>> begin MATERIAL

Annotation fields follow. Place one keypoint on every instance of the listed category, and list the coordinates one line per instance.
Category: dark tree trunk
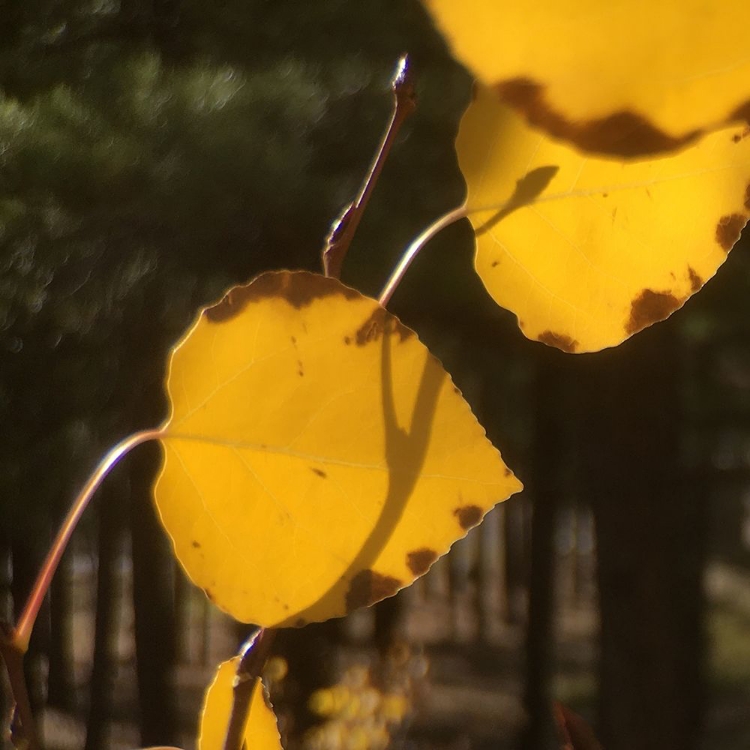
(153, 595)
(312, 656)
(104, 668)
(545, 488)
(60, 679)
(650, 541)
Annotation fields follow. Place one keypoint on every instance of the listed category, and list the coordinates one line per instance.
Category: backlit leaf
(317, 458)
(623, 77)
(261, 732)
(588, 251)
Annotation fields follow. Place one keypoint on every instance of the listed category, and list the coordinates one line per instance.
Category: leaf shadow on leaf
(527, 190)
(405, 452)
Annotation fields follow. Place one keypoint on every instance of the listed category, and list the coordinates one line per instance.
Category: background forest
(155, 152)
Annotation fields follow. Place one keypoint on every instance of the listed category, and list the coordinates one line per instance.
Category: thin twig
(342, 232)
(413, 250)
(253, 658)
(22, 728)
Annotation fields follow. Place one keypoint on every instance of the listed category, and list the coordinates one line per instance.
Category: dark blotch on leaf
(372, 329)
(297, 288)
(368, 587)
(559, 341)
(419, 560)
(468, 516)
(650, 307)
(728, 230)
(696, 282)
(623, 133)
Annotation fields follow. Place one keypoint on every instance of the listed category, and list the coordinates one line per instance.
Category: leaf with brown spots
(296, 499)
(261, 731)
(604, 248)
(619, 97)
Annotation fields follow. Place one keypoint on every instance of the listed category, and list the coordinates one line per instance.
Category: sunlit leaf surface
(623, 77)
(588, 251)
(318, 458)
(261, 732)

>> end MATERIAL

[WORK TO DO]:
Gather every line of the records that contains the word "leaf", and copy each of those lines in full.

[FINAL RESULT]:
Category: backlit leaf
Category: leaf shadow on leaf
Category: dark blotch on leaf
Category: leaf with brown spots
Category: sunlit leaf surface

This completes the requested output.